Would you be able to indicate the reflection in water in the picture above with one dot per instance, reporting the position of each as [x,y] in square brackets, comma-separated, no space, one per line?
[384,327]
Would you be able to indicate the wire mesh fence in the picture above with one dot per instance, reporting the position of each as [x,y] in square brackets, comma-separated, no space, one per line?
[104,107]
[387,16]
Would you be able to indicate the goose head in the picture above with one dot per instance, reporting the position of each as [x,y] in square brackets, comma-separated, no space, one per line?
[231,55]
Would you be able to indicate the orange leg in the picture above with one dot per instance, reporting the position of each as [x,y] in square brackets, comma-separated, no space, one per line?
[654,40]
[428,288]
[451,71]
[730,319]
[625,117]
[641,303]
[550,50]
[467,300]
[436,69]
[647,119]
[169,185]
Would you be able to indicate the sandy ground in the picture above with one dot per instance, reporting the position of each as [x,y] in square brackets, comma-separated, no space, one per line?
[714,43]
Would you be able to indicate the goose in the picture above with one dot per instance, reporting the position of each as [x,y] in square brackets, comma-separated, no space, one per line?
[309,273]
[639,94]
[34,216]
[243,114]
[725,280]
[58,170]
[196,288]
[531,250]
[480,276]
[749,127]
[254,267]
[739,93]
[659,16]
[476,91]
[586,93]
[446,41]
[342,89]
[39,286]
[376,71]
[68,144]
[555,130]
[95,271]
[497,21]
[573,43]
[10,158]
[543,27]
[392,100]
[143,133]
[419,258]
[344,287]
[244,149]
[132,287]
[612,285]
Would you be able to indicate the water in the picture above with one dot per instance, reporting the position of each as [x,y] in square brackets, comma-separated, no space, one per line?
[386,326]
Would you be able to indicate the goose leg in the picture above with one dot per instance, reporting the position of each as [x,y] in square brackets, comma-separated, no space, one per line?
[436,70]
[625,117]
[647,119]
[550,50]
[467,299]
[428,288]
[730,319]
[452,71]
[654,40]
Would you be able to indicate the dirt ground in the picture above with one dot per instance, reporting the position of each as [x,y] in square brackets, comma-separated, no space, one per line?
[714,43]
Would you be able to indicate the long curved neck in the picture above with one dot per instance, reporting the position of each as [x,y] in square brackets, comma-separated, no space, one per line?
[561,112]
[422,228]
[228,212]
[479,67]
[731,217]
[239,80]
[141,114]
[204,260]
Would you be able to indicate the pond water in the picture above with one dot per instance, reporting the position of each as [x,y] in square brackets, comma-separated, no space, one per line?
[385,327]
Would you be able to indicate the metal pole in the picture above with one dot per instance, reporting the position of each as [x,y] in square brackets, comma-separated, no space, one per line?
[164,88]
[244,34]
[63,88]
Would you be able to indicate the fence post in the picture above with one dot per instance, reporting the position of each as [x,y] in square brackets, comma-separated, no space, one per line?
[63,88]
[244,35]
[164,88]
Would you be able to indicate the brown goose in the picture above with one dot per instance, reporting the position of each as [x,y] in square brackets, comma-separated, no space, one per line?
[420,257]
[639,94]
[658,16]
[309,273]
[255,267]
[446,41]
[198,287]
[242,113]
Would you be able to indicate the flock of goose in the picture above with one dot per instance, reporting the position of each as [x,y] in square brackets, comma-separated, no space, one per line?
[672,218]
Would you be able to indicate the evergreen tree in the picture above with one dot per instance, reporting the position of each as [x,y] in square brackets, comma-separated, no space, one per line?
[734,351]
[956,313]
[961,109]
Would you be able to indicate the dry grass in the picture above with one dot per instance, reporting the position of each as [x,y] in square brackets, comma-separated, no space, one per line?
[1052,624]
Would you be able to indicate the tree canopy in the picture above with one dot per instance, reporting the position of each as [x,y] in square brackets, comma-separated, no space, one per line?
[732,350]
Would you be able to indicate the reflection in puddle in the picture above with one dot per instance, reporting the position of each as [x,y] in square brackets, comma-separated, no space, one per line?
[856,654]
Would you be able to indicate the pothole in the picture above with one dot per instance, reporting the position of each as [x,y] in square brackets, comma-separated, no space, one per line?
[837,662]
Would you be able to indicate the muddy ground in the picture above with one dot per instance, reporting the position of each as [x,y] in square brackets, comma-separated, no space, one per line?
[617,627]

########

The request → From the listing above, reproduce all the lines exactly.

Task result →
Would you be able to indicate the reflection in water in the picture above with one dot per instance, reporting the position of each as [x,y] in square brackets, comma-separated, no space, one per line?
[384,327]
Would you be able to indicate the wire mesh fence in the picture above with one dot per instance, reporting the position of each as [x,y] in square brackets, comma-separated, no space, one per line?
[104,107]
[387,16]
Would you be able to indicate the goose head in the picture above with one dot per instance, reporting the position of each as [x,y] in square brackets, comma-separated, no space, one per line?
[231,55]
Would you be able to indicate the orange leg in the picture above with one dot per instance, reporting the position of each as [x,y] in square brackets, comma-separated, no space, one per line?
[654,40]
[428,288]
[451,71]
[730,319]
[625,117]
[641,303]
[550,50]
[467,300]
[436,69]
[647,119]
[169,185]
Would you be able to indicate the sandy ground in the picture above with one dot per instance, reporting the position of each as [x,y] in square brackets, comma-separated, no space, one per line?
[714,43]
Would you be able to indicate the goose in the picture above with one dot per instance, reporting the position of each as [x,y] in square brackets, comma-separated, no space, one per line?
[309,273]
[639,94]
[34,216]
[243,114]
[725,280]
[58,170]
[196,288]
[531,250]
[480,276]
[749,127]
[254,267]
[739,93]
[659,16]
[476,91]
[586,93]
[446,41]
[342,89]
[39,286]
[376,71]
[68,144]
[555,130]
[95,271]
[497,21]
[573,43]
[10,158]
[543,27]
[392,100]
[143,133]
[419,258]
[344,287]
[244,149]
[132,287]
[612,285]
Would you be able to indicate the water in the picture above with one dot per instance, reporting the position of each as [x,y] in square brackets, comma-separated, no space, one per line?
[386,326]
Would you be able to indicate the goose leg in the picture above with one dot per instance, reporting the position of each as [x,y] in square brackets, comma-separated, no space, one per line?
[436,70]
[625,117]
[647,119]
[550,50]
[467,299]
[428,288]
[730,319]
[452,71]
[654,40]
Would you be able to indicate the dirt ground in the picture above with one dot per instance, reporting the position of each as [x,y] in square brackets, comma-separated, no space, one per line?
[714,43]
Would you be able to indicate the long curved neck in the picture above with one dot per instance, reporting the position of each as [x,y] in square brackets, comma-separated, no space, one per line?
[561,112]
[422,228]
[228,212]
[479,67]
[731,217]
[239,80]
[141,114]
[204,260]
Would you be able to indicate the pond water in the picture above with one dot per instance, reporting the position of each as [x,y] in square brackets, comma-separated, no space, one per line?
[385,327]
Would you be able to indicate the metal pole in the picture above with one dot per instance, reporting the position of each as [x,y] in square brackets, comma-separated, no space, one per line?
[164,88]
[244,34]
[63,88]
Would you be able to indicate the fence post in the picture above with one dot per instance, reporting the position of each as [x,y] in square brackets, comma-separated, no space, one per line?
[63,88]
[244,35]
[164,88]
Would you be able to indicate the brown goose in the picture above with one dot per instance, reporting the position of each as [x,y] in square brackets, comma-separated, no space, one per line?
[420,257]
[639,94]
[658,16]
[309,273]
[255,267]
[446,41]
[198,287]
[242,113]
Would you be able to indicate the flock of goose in the picture above with one dot per instance, reporting the position of each as [x,y] in square brackets, comma-separated, no space, one per line?
[672,218]
Would you be able to indicate the evergreen tree in the picture above with one dot per instance, reporting the position of each as [x,y] in square brackets, comma-separated, no space, one per line?
[734,351]
[956,313]
[961,109]
Would you be able to indicate the dry grass in the picture above with one dot per instance, reporting the position of each as [x,y] in square brackets, comma-separated, no space, one per line?
[1052,624]
Would you be able to indicate the tree canopy in the picture above with one dot per instance, reporting the position of each as [x,y] in square brackets, comma-separated, no space, one per line?
[732,350]
Would you be able to indicate the reflection in puddle in the picture above with one dot per instance, reporting the position of each as [x,y] in square brackets, comma-separated, no space, one per line?
[856,654]
Would you be able to indicate the pothole in the picture above with one dot per instance, reporting the position of each as [x,y] in square brackets, comma-separated, no space, one per line?
[837,662]
Would you be able to indicate the muddy ground in the picture above with one dot per instance, reporting the position of each as [x,y] in square brackets, comma-separated, no space, one per line?
[617,627]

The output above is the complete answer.